What to do
1. Copy everything from "I set a learning" down to "(self-paced + online calls)" in the thread on learning outside work, changing "tutor" to "teacher".
2. In the thread on learning outside work, how much time is blocked each week for French lessons?

— start Document text —

I believe edtech founders should be setting aside a few hours per week to learn new stuff that's totally unrelated to their startup.

Think of this as an R&D investment – exposing yourself to new learning experiments is what will get you the inspiration to build better ones 👇
I went through this change myself this year.

At the end of 2020, I realized I was constantly learning new stuff, but it was all related to @transcendnet and focused on "doing" rather than on the learning itself.

It felt like "survival learning".
I set a learning goal for myself in 2021: I was going to be intentional about learning new stuff outside of work every week.

Here's some stuff I'm learning and how I'm applying it to my work.
🇫🇷 French lessons (online 1:1 tutor)

I block 1h every week to learn French with a tutor on @verbling. This has been so much more effective than past classes I've taken and super personalized.

I actually like how Verbling enables the instructor to teach better!
💃 Flamenco guitar (1:1)

Recently started lessons with a Madrid musician (socially distant classes are interesting lol).

I already play guitar and basic flamenco, but we are going back to the basics of strumming in flamenco and naming things I've done for years w/o knowing.
📚 Bookclub (self-paced + online calls)

— end Document text —
— start Dataset excerpt —

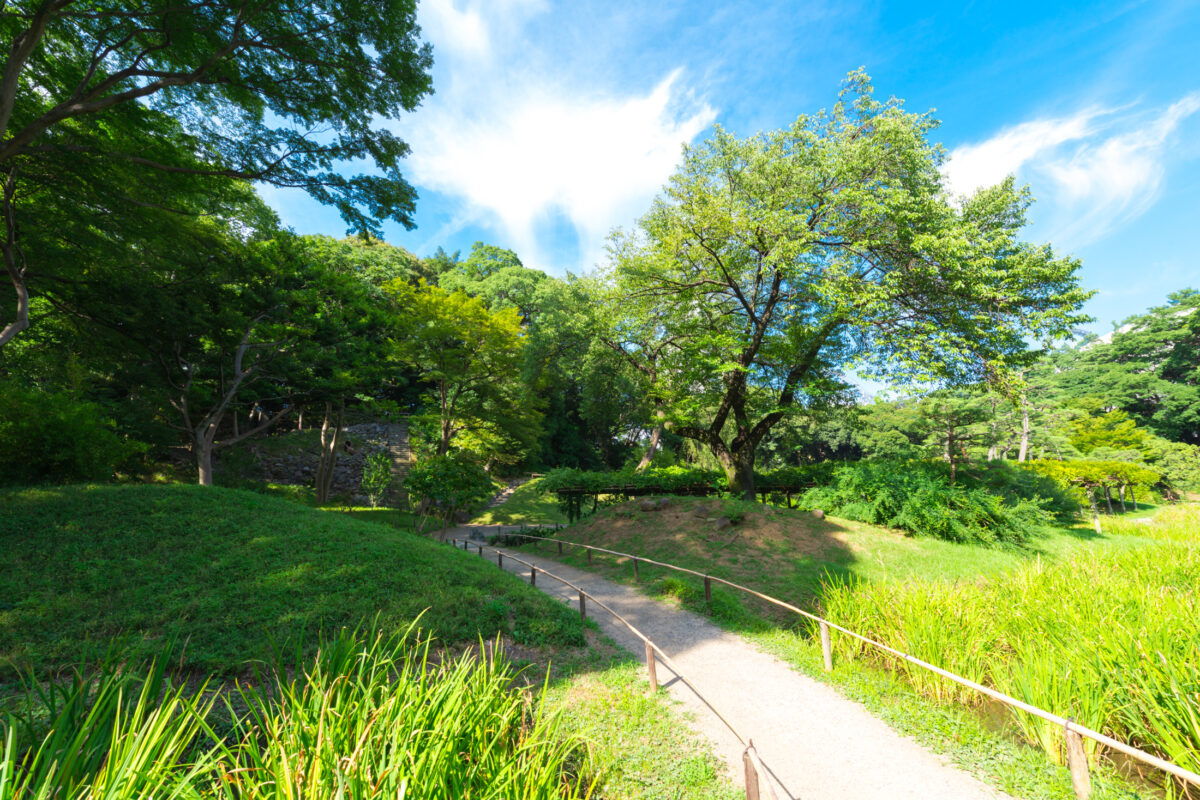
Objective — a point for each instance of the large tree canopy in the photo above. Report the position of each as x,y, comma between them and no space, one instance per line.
773,263
279,92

— end Dataset excerpt —

Expected answers
1.
I set a learning goal for myself in 2021: I was going to be intentional about learning new stuff outside of work every week.

Here's some stuff I'm learning and how I'm applying it to my work.
🇫🇷 French lessons (online 1:1 teacher)

I block 1h every week to learn French with a teacher on @verbling. This has been so much more effective than past classes I've taken and super personalized.

I actually like how Verbling enables the instructor to teach better!
💃 Flamenco guitar (1:1)

Recently started lessons with a Madrid musician (socially distant classes are interesting lol).

I already play guitar and basic flamenco, but we are going back to the basics of strumming in flamenco and naming things I've done for years w/o knowing.
📚 Bookclub (self-paced + online calls)

2. One hour.